AUSGEWÄHLTER TEXT:
----------
Jenseits der Problematik der Einbettung der Türkei in die islamische Welt, die unzweifelhaft nicht europäisch ist, ergeben sich somit zahlreiche Fragen und Probleme:

- Kann man ein Land, in dem das Militär eine - vorsichtig ausgedrückt - prominente Rolle in der Innenpolitik spielt, in einen sich als demokratisch verstehenden Staatenbund ernsthaft aufnehmen wollen? Mit welchen Argumenten sollten ähnlich strukturierte Länder noch kritisiert und sanktioniert werden können? Und was könnte die Aufnahme solch eines Staates für die demokratische Kultur in den anderen Mitgliedsstaaten bedeuten?
- Die Kosten für den Beitritt der Türkei dürften enorm hoch werden. Schätzungen besagen, dass mit 20 Milliarden Euro pro Jahr an zusätzlichen Kosten zu rechnen wäre. Hinzu kommt die enorme Rückständigkeit der türkischen Wirtschaft. Während in Zypern das Pro-Kopf-Einkommen bei 80% des EU-Durchschnitts liegt und Polen mit 40% die Hälfte davon erreicht, schafft es die Türkei mit 22% gerade mal, auf die Hälfte des polnischen Durchschnittes zu kommen. Wie soll angesichts dieser klaffenden Entwicklungsrückstände eine Angleichung der Lebensverhältnisse in Europa jemals zu erreichen sein? Und was würde diese kosten bzw. woher sollen die Mittel dafür kommen?
----------
UNBEARBEITETE EINTRÄGE:
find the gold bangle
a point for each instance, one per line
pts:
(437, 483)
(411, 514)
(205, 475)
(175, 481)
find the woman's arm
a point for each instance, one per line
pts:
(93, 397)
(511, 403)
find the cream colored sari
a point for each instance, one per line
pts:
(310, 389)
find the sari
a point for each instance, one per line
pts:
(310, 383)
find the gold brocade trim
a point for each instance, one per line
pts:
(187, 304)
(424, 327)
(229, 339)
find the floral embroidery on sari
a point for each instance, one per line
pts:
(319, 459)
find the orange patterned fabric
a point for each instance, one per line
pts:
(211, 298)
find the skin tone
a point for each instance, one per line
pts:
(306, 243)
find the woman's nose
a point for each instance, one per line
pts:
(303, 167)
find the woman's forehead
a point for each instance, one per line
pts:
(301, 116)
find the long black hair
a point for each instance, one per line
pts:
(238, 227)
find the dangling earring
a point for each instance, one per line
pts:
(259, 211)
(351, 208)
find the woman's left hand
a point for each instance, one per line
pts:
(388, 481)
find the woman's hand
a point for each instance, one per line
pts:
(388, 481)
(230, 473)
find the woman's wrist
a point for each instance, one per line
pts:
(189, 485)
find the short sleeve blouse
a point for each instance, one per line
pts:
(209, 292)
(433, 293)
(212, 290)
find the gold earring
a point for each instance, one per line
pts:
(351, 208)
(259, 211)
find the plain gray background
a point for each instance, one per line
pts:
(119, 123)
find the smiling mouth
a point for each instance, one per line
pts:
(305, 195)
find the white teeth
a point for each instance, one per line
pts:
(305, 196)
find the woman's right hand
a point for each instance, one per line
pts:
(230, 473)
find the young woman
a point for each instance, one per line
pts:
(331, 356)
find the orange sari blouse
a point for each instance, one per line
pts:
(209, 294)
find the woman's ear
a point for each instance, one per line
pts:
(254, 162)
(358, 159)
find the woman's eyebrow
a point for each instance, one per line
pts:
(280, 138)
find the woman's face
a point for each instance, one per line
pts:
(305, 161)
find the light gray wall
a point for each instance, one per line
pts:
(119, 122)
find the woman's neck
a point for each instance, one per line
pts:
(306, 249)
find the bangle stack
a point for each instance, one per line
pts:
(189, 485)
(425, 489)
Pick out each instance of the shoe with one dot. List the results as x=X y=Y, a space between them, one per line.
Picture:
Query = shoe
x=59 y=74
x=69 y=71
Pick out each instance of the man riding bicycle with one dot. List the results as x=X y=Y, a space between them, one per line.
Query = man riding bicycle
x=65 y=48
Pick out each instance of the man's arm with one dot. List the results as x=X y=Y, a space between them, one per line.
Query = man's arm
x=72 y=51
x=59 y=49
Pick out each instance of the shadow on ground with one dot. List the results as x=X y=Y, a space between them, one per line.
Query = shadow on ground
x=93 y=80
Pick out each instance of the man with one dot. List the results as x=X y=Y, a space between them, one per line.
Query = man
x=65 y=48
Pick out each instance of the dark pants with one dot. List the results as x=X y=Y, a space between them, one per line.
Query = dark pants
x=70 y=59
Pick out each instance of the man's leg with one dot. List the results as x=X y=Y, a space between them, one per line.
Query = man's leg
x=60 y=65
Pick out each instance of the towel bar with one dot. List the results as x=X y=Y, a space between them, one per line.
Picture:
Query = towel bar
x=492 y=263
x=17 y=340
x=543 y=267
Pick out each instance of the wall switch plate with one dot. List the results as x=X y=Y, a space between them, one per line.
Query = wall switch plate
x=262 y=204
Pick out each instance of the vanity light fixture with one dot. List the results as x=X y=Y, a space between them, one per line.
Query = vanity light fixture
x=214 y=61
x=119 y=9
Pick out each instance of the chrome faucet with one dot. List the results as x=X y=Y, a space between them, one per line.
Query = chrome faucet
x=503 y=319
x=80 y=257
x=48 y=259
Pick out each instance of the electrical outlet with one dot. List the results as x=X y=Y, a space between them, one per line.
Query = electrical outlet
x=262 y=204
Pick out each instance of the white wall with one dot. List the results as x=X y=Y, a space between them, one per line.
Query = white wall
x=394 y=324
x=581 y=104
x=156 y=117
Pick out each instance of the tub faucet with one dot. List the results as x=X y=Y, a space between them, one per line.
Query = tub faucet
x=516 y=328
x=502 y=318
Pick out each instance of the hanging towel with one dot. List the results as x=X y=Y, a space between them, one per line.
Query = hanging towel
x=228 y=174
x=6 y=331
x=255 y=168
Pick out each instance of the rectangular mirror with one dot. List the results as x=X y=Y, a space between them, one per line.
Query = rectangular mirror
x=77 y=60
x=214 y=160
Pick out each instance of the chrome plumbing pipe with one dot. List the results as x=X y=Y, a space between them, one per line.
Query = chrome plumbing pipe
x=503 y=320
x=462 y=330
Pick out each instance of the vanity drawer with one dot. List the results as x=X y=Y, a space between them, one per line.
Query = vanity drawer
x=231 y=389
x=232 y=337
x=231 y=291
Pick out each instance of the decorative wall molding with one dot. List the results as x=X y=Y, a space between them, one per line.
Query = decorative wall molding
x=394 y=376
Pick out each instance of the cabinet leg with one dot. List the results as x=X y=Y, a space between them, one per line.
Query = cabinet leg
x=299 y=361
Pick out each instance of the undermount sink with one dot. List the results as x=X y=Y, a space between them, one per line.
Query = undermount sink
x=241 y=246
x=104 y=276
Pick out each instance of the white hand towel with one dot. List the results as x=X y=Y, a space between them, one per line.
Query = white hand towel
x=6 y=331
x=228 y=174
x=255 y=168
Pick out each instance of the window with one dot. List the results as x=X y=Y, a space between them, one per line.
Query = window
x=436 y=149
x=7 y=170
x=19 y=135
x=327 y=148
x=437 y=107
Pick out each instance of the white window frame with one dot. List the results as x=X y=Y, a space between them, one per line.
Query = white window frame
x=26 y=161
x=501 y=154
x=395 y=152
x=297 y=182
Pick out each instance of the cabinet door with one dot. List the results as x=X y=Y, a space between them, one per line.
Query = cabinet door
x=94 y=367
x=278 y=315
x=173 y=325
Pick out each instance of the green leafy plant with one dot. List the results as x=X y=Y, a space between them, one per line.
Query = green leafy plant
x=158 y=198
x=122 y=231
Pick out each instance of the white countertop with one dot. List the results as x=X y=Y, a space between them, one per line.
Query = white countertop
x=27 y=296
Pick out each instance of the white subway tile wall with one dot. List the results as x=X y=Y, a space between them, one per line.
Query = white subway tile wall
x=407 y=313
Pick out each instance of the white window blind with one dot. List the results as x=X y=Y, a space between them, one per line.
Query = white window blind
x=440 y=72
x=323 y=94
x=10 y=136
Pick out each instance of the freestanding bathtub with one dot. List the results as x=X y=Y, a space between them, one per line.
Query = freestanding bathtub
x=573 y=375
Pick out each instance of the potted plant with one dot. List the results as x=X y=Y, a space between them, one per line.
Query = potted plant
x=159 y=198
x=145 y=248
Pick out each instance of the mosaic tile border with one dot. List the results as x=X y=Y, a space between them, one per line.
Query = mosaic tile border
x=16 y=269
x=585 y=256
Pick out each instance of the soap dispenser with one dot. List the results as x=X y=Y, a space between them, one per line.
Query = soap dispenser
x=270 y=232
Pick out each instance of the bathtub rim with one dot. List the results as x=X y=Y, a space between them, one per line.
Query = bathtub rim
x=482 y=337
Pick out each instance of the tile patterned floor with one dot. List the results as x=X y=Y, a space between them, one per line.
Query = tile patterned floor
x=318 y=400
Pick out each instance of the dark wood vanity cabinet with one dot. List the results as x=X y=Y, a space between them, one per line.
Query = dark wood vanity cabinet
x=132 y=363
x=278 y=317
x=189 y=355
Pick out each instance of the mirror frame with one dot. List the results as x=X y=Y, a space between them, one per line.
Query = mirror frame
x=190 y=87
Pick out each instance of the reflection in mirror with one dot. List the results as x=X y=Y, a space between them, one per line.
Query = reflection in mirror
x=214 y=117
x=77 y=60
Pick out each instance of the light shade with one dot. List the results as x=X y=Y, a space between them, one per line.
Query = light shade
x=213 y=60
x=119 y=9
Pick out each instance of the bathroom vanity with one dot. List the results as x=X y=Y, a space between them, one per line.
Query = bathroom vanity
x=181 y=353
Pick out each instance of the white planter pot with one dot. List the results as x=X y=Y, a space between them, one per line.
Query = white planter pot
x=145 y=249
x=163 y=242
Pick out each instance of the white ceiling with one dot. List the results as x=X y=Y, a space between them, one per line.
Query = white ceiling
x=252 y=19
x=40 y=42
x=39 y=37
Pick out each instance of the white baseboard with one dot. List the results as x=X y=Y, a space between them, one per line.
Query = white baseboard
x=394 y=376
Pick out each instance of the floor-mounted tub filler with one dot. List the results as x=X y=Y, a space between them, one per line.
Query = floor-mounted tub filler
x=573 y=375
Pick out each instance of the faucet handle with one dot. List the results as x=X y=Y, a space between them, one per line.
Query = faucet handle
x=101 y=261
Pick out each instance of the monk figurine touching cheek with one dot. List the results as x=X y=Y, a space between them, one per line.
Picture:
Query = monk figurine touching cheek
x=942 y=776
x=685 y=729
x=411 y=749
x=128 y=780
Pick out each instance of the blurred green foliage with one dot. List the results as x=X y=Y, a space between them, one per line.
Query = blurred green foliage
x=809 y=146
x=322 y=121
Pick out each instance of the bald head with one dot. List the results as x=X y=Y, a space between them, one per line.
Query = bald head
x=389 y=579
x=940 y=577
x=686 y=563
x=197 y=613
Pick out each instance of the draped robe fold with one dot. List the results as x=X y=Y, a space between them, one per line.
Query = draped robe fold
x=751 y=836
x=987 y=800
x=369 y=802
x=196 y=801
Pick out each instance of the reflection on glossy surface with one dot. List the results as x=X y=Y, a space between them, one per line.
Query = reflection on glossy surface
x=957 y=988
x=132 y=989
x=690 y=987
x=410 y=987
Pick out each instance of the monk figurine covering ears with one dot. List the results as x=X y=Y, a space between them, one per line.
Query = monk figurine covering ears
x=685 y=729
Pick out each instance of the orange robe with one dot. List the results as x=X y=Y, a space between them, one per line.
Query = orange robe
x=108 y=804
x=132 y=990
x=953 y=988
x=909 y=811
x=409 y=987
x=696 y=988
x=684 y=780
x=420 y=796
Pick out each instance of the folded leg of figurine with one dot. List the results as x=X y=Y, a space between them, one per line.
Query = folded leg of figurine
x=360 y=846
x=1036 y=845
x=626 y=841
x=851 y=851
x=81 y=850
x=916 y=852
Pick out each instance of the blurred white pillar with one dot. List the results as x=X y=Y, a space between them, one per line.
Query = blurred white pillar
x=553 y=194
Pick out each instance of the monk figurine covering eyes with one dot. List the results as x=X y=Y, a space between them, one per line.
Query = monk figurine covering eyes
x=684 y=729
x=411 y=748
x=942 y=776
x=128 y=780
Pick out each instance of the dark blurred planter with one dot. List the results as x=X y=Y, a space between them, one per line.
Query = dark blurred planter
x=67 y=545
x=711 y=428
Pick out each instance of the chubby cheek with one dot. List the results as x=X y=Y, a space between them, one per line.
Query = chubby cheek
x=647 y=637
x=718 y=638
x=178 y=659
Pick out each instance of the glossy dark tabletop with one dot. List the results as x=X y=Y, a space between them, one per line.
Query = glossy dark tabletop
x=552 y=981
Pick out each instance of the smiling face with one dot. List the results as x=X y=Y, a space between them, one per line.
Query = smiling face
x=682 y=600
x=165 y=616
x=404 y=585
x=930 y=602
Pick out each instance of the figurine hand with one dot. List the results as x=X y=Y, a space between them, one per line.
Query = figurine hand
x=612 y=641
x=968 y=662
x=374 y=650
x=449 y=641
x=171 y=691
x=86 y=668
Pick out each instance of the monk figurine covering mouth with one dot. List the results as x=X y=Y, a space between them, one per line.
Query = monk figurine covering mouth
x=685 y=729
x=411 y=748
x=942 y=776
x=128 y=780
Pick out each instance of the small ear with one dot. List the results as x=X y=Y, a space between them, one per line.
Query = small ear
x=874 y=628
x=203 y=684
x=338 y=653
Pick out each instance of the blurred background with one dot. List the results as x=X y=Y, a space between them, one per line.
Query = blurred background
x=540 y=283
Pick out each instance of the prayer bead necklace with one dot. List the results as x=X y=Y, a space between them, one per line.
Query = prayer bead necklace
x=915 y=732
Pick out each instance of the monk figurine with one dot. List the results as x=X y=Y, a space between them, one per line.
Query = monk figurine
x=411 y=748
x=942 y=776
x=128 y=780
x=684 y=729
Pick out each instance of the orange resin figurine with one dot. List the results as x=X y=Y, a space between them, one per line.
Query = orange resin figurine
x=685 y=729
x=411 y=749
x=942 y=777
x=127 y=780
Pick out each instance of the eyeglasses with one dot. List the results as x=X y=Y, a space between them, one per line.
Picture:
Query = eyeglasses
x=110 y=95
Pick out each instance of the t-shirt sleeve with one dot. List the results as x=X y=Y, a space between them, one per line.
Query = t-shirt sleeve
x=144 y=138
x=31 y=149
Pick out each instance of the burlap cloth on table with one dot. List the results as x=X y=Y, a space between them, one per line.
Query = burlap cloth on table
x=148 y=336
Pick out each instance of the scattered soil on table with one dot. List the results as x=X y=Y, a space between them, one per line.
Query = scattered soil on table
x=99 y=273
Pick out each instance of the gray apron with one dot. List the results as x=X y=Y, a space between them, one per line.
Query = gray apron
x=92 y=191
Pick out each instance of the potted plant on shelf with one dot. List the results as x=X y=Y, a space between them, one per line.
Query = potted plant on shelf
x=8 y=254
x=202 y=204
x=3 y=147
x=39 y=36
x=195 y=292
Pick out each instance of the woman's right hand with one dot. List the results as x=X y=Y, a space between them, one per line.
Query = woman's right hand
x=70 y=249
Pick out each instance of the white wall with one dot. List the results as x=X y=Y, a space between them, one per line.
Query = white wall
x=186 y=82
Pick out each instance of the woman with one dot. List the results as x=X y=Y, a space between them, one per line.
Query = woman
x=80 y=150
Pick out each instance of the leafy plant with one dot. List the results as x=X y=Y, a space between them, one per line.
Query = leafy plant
----------
GESTELLTE AUFGABE A: Tippe aus dem Text zum EU-Beitritt der Türkei den Abschnitt ab, der mit den Worten „- Die Kosten“ beginnt und mit „Mittel dafür kommen?“ aufhört.
GESTELLTE AUFGABE B: Nenne alle Länder, für die der Text zum EU-Beitritt der Türkei das Pro-Kopf-Einkommen in Prozent des EU-Durchschnitts angibt, jeweils mit dem genannten Wert.

RICHTIGE ANTWORT A:
- Die Kosten für den Beitritt der Türkei dürften enorm hoch werden. Schätzungen besagen, dass mit 20 Milliarden Euro pro Jahr an zusätzlichen Kosten zu rechnen wäre. Hinzu kommt die enorme Rückständigkeit der türkischen Wirtschaft. Während in Zypern das Pro-Kopf-Einkommen bei 80% des EU-Durchschnitts liegt und Polen mit 40% die Hälfte davon erreicht, schafft es die Türkei mit 22% gerade mal, auf die Hälfte des polnischen Durchschnittes zu kommen. Wie soll angesichts dieser klaffenden Entwicklungsrückstände eine Angleichung der Lebensverhältnisse in Europa jemals zu erreichen sein? Und was würde diese kosten bzw. woher sollen die Mittel dafür kommen?

RICHTIGE ANTWORT B:
Zypern: 80 %
Polen: 40 %
Türkei: 22 %